STANFORD, California - The Bush administration wisely backed away this month from formally challenging Europe's ban on genetically modified foods. It made no sense to antagonize Europeans over the food they eat when they are pivotal to more weighty matters, such as a new resolution on Iraq.

Still, Washington's threat that it would file a case against the European Union at the World Trade Organization had palpable benefits. Even the countries with the most hostile policies on engineered food - France and Germany among them - took steps toward allowing the European Union to work on replacing the blanket ban with a new system for tracing and labeling engineered food.

But the decision to back off also means that American farmers are still denied access to the lucrative European market. European consumers still pay more for food than they should. And developing countries that could most benefit from engineered crops are still frightened that losing their "engineering-free" status will make it impossible to export food to Europe.

Yet the science on food safety is as certain as it ever gets: There is no known danger from eating engineered food.

Having backed down, the Bush administration will find it hard to make the threat of going to the trade organization credible again and to continue the momentum toward removing Europe's ban. But even harder for the administration will be keeping domestic politics at bay.

The biggest threat to the success of the U.S. strategy on engineered foods is in the American heartland, which is angling for a fight with Europe over the ban as the 2004 elections approach. Senator Charles Grassley of Iowa called the decision to defer a trade dispute "the usual snobbery" of a State Department "more concerned about international sensitivities than the American farmer." Two tactics should guide the effort to open Europe's markets. One is to let the Europeans lead their own reform.

The engineered foods available to consumers today mainly benefit farmers who can grow them at lower cost. These foods look and taste the same as their traditional counterparts. For rich consumers in Europe willing to pay a bit more, it is easy to focus on hypothetical risks and shun these products. But the next generation of engineered foods, already nearing the marketplace, will have healthful benefits for consumers - fruits that contain cancer-fighting lycopene, for instance - and this will make it harder for European countries to bar all these foods.

During the furor last summer over Zambia's rejection of genetically modified corn, prominent European politicians were forced to declare that these foods were safe - a blatant contradiction of Europe's own policies.

Work order 1>
Restate the piece on engineered food from "But the decision" up to and including "food to Europe.", changing "American farmers" to "U.S. farmers".
Work order 2>
According to the piece on engineered food, why was the Bush administration wise to back away from formally challenging Europe's ban on genetically modified foods?
Work only from the piece on engineered food.

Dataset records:
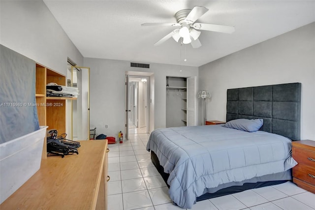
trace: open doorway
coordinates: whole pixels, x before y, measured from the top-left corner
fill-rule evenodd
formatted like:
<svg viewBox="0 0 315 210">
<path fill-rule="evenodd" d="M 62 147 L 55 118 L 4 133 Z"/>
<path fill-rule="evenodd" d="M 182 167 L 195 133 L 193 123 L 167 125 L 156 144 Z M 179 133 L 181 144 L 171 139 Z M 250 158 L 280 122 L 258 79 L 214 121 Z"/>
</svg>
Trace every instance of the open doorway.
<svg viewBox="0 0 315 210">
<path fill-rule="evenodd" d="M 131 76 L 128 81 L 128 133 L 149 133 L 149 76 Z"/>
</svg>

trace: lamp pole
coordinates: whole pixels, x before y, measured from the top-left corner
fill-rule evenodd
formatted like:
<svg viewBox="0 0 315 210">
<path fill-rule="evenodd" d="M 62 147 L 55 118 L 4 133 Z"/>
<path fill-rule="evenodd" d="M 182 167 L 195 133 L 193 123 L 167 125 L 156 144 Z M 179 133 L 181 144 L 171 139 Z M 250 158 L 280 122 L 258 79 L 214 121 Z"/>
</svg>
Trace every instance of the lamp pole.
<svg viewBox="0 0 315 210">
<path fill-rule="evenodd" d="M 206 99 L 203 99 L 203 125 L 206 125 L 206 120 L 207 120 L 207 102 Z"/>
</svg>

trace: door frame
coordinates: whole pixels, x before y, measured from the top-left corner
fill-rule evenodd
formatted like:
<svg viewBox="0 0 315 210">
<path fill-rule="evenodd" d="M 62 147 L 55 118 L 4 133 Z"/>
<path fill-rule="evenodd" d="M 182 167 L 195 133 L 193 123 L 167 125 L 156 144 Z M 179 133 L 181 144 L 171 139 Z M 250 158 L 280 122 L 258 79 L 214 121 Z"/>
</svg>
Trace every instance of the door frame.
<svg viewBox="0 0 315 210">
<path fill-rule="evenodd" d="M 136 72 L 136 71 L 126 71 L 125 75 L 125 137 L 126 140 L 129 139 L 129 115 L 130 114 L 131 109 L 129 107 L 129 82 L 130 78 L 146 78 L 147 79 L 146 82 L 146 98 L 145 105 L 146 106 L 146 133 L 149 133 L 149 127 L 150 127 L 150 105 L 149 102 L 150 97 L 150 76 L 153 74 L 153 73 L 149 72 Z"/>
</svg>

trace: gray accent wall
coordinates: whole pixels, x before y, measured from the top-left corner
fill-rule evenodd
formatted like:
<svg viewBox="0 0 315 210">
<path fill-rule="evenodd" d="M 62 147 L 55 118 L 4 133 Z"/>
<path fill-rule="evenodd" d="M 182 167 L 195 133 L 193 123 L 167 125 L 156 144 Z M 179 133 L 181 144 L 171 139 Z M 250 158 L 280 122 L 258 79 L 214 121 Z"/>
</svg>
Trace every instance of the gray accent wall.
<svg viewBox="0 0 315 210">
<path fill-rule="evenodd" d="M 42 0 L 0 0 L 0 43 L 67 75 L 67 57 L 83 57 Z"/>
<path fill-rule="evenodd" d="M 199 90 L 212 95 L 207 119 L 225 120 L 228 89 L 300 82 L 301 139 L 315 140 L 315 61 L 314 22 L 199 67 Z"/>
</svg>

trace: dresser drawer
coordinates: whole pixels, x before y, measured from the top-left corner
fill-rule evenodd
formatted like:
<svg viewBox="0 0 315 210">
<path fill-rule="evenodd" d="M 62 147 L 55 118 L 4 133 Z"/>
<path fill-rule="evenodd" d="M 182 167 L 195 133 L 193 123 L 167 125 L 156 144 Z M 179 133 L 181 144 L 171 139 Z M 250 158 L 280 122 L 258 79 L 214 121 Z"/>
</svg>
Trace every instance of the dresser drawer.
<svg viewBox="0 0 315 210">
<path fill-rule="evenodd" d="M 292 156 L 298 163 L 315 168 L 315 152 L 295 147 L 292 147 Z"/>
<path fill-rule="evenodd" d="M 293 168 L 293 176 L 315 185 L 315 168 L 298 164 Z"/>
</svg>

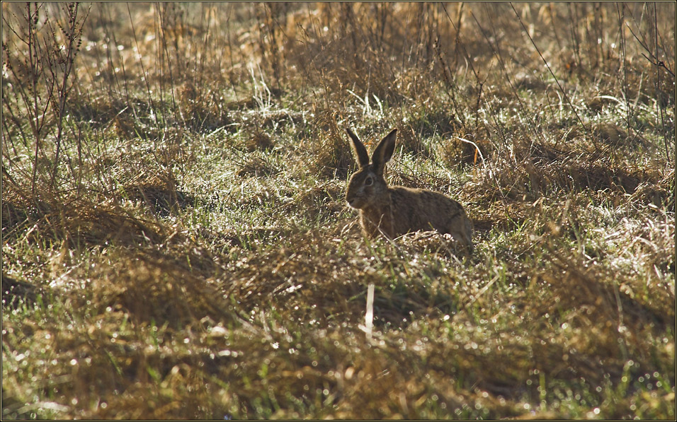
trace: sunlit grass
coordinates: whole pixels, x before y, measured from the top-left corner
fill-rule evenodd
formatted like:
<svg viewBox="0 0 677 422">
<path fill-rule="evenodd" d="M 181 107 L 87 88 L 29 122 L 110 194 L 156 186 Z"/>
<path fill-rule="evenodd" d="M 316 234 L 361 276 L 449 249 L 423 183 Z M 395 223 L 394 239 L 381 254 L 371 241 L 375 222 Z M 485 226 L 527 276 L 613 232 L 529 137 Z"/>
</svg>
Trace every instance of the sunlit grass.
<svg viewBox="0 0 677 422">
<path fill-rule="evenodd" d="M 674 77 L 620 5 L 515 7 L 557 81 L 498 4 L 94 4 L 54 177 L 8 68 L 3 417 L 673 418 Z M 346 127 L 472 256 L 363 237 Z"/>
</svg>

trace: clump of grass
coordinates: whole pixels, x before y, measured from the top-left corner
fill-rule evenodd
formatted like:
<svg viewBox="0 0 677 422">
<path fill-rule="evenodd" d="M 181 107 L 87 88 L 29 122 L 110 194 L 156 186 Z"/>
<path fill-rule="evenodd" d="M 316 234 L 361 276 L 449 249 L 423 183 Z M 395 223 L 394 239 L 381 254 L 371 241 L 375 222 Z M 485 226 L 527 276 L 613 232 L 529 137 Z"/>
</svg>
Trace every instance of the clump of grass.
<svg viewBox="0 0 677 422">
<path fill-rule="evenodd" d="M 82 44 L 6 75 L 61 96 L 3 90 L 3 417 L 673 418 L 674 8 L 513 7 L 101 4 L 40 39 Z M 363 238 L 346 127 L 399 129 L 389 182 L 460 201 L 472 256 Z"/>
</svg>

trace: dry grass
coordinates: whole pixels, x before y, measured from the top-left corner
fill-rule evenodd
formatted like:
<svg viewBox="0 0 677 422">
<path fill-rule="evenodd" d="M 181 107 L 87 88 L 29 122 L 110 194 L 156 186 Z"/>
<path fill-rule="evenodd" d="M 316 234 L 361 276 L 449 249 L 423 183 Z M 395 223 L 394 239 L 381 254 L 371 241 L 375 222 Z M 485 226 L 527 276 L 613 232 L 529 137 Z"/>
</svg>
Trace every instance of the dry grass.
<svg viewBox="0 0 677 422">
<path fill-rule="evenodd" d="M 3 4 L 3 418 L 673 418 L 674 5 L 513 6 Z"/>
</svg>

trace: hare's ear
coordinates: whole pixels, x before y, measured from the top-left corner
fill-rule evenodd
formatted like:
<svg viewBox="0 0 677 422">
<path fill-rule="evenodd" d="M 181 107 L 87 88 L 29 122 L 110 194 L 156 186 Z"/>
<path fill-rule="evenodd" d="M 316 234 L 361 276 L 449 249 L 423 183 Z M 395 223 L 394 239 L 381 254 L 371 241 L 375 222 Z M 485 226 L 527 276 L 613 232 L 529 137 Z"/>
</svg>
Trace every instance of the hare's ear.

Answer box 1>
But the decision to back off also means that U.S. farmers are still denied access to the lucrative European market. European consumers still pay more for food than they should. And developing countries that could most benefit from engineered crops are still frightened that losing their "engineering-free" status will make it impossible to export food to Europe.

Answer box 2>
Antagonizing Europeans over the food they eat made no sense, because they are pivotal to weightier matters, such as a new resolution on Iraq.